======== Given records

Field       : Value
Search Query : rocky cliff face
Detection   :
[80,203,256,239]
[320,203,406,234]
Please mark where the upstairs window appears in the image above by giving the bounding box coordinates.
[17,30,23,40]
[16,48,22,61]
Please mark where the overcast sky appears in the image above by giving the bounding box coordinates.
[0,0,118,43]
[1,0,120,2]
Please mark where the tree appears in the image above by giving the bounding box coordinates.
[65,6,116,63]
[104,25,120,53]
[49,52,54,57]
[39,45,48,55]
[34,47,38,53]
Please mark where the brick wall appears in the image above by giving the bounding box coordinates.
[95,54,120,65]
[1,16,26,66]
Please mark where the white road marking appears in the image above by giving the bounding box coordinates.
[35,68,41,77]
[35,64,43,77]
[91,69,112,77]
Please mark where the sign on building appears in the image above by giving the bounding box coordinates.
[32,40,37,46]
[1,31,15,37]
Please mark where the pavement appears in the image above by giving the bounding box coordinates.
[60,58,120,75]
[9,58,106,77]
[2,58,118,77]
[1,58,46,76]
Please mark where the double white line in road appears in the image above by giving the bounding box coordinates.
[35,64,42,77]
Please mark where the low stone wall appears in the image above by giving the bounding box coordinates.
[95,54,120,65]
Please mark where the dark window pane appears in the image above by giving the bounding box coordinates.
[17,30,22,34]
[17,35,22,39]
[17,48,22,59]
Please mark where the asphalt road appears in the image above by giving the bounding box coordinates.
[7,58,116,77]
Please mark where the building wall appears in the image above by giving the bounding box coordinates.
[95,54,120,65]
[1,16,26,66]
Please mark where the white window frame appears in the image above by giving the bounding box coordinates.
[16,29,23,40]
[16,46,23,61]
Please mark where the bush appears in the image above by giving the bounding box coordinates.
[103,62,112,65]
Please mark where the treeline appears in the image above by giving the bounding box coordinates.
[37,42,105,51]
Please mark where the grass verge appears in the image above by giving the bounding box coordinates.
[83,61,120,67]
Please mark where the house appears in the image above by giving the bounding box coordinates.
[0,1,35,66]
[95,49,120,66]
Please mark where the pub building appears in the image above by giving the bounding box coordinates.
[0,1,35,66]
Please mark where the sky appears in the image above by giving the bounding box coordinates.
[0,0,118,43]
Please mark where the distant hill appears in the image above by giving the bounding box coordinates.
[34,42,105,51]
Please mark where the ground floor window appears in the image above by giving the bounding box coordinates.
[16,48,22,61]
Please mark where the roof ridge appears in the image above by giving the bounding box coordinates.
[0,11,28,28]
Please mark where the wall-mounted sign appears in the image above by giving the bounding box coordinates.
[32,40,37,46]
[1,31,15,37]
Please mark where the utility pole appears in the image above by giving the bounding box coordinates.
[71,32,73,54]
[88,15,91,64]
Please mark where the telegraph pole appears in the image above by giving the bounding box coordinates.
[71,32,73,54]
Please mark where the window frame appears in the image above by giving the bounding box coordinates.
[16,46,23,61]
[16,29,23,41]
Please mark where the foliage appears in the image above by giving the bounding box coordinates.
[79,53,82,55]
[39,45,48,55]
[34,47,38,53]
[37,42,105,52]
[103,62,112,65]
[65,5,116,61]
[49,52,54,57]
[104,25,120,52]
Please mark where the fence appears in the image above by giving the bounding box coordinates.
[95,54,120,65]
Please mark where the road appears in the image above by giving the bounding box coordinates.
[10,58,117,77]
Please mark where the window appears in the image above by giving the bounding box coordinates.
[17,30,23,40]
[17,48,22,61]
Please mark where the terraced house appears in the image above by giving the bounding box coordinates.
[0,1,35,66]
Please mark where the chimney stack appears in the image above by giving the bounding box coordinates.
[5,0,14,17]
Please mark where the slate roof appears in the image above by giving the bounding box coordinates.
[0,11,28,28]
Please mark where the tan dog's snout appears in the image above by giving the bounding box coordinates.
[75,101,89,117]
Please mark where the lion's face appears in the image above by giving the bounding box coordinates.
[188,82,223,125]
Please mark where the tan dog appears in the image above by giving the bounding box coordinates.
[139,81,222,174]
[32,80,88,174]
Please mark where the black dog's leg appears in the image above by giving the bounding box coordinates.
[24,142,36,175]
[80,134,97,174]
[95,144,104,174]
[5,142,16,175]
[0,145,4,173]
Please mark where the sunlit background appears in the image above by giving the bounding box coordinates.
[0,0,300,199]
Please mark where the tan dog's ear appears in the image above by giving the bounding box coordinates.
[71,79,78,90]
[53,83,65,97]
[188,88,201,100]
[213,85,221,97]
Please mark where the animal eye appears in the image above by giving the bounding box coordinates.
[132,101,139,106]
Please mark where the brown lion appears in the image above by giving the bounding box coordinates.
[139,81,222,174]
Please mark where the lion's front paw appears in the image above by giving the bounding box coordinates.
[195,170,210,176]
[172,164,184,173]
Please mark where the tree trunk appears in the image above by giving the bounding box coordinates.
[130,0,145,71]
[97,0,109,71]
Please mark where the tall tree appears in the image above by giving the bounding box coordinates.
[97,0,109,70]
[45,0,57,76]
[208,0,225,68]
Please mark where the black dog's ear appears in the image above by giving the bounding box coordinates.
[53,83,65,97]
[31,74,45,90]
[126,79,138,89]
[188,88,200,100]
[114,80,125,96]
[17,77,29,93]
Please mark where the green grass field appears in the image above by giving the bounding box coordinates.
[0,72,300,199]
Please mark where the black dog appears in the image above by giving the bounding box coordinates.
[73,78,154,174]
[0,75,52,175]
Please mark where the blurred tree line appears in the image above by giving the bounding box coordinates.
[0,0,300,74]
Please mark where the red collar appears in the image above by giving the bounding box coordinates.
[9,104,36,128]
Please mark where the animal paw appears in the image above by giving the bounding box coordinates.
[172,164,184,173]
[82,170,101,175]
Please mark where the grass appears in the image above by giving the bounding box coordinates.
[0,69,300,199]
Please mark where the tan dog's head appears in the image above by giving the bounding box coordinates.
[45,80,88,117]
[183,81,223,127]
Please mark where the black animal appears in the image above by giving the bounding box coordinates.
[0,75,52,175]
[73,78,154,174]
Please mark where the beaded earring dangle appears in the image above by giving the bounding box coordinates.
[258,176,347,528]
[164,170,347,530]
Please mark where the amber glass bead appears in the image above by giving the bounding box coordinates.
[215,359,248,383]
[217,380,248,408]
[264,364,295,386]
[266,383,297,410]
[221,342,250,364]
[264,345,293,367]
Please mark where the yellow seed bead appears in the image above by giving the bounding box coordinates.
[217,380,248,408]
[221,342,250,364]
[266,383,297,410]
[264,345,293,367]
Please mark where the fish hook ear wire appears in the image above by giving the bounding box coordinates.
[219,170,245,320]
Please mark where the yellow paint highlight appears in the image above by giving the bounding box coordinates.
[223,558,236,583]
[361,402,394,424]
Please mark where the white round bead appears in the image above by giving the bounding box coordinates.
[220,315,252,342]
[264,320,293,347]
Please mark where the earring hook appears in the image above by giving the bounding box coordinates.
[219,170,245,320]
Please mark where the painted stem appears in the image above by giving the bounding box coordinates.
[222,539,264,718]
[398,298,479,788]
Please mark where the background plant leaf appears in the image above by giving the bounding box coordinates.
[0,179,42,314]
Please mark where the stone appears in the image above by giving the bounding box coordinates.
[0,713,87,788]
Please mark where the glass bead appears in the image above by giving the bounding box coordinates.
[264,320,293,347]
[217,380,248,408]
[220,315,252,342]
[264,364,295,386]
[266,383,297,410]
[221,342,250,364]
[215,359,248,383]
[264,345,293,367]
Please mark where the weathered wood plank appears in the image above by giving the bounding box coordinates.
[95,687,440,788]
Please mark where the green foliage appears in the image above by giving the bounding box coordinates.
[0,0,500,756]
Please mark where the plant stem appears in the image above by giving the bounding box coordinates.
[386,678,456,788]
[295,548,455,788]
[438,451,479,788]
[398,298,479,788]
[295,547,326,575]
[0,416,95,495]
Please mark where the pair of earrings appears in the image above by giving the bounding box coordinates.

================
======== Given records

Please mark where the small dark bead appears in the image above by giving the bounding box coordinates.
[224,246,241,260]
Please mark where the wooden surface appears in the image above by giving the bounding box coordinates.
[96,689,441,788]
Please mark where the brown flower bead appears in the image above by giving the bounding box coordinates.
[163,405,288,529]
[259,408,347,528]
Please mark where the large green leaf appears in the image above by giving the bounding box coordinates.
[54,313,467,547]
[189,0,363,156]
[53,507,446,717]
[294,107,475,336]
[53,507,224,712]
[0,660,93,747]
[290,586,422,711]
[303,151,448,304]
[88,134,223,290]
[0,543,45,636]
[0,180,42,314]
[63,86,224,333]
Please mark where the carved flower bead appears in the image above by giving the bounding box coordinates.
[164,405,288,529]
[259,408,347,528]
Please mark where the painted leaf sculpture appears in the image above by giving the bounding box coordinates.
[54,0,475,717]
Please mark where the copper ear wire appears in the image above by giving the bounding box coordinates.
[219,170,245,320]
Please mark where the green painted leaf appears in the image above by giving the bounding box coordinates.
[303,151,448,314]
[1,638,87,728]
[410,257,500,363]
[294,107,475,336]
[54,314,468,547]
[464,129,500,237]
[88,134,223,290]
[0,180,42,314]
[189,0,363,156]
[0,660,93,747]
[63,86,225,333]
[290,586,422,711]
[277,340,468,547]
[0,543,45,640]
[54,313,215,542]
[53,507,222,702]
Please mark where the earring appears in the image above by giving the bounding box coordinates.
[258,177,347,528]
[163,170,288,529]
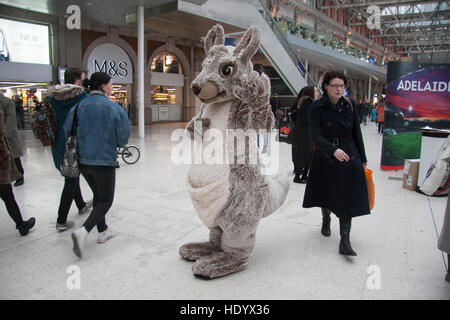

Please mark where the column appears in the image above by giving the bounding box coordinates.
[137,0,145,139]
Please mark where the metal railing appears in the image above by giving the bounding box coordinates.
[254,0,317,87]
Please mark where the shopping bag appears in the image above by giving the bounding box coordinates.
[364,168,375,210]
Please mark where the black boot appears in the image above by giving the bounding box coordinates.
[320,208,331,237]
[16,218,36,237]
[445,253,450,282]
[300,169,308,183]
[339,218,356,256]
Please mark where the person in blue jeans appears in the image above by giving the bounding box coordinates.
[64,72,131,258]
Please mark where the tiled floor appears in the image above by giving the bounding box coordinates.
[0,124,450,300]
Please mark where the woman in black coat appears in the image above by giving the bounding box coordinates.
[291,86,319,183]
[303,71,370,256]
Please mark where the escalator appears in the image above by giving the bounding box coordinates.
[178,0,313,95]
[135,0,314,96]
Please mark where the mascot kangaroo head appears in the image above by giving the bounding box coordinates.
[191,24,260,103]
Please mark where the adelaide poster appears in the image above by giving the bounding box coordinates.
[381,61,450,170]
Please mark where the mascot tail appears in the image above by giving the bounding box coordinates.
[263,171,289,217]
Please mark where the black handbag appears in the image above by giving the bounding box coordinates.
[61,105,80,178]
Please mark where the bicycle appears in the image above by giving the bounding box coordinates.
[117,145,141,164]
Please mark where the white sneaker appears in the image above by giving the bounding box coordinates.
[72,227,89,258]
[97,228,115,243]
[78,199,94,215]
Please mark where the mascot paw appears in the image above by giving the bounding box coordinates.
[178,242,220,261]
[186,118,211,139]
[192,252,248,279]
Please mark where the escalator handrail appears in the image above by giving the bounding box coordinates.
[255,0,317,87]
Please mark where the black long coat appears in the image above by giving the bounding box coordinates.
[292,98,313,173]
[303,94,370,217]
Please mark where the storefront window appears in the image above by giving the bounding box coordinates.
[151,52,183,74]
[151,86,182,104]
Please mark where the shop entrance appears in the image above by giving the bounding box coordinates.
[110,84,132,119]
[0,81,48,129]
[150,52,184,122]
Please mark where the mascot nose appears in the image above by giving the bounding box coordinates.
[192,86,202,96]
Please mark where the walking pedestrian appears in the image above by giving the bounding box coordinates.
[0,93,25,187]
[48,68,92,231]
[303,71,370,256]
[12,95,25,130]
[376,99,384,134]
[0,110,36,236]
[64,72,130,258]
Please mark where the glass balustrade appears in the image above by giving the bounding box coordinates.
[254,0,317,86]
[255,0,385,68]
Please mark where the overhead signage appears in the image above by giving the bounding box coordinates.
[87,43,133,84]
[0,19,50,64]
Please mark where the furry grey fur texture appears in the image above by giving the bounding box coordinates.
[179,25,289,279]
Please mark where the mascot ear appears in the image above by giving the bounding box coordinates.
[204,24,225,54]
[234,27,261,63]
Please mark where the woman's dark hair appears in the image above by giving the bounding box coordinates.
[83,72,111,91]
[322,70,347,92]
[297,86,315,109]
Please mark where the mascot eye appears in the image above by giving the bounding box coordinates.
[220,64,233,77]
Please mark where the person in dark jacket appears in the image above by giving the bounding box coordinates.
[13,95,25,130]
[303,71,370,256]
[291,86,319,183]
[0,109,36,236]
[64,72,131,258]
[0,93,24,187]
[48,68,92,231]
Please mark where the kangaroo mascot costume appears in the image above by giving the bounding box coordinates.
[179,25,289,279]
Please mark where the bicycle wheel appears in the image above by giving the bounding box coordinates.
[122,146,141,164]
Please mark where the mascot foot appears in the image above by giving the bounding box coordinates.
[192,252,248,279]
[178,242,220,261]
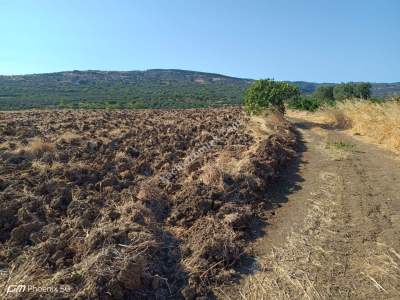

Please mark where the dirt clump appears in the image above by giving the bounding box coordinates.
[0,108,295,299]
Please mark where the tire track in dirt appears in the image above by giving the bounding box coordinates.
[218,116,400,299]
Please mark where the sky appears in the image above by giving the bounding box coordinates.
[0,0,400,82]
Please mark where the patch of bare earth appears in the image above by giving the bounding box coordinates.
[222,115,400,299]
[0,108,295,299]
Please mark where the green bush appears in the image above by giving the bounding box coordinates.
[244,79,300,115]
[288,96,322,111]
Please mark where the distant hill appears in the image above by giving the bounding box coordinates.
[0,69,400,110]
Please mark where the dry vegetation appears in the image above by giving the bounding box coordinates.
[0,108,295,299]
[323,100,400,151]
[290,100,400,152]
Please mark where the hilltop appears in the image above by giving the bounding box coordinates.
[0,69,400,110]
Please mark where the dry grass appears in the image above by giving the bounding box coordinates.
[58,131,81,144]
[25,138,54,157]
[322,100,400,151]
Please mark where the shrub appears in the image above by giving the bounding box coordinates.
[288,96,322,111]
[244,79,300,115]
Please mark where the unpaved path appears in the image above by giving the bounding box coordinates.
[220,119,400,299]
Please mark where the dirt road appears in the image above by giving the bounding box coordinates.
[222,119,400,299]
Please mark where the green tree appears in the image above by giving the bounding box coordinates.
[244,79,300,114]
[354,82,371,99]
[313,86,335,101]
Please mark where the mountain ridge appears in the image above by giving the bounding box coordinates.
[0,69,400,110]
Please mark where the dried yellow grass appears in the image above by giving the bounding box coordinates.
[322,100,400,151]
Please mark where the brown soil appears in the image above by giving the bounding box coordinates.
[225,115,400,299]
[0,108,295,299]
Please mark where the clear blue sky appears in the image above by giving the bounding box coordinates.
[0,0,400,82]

================

Goal of the exercise ::
Rewrite the lines between the one holding "Please mark where the person in blue" and the one holding "[0,124,450,300]", inclusive, substituting "wooden floor" for "tiled floor" and changing nothing else.

Correct result ::
Please mark where the person in blue jeans appears in the image above by giving the bounding box coordinates.
[64,72,131,258]
Please mark where the wooden floor appears in the image above by giving the bounding box coordinates.
[0,124,450,300]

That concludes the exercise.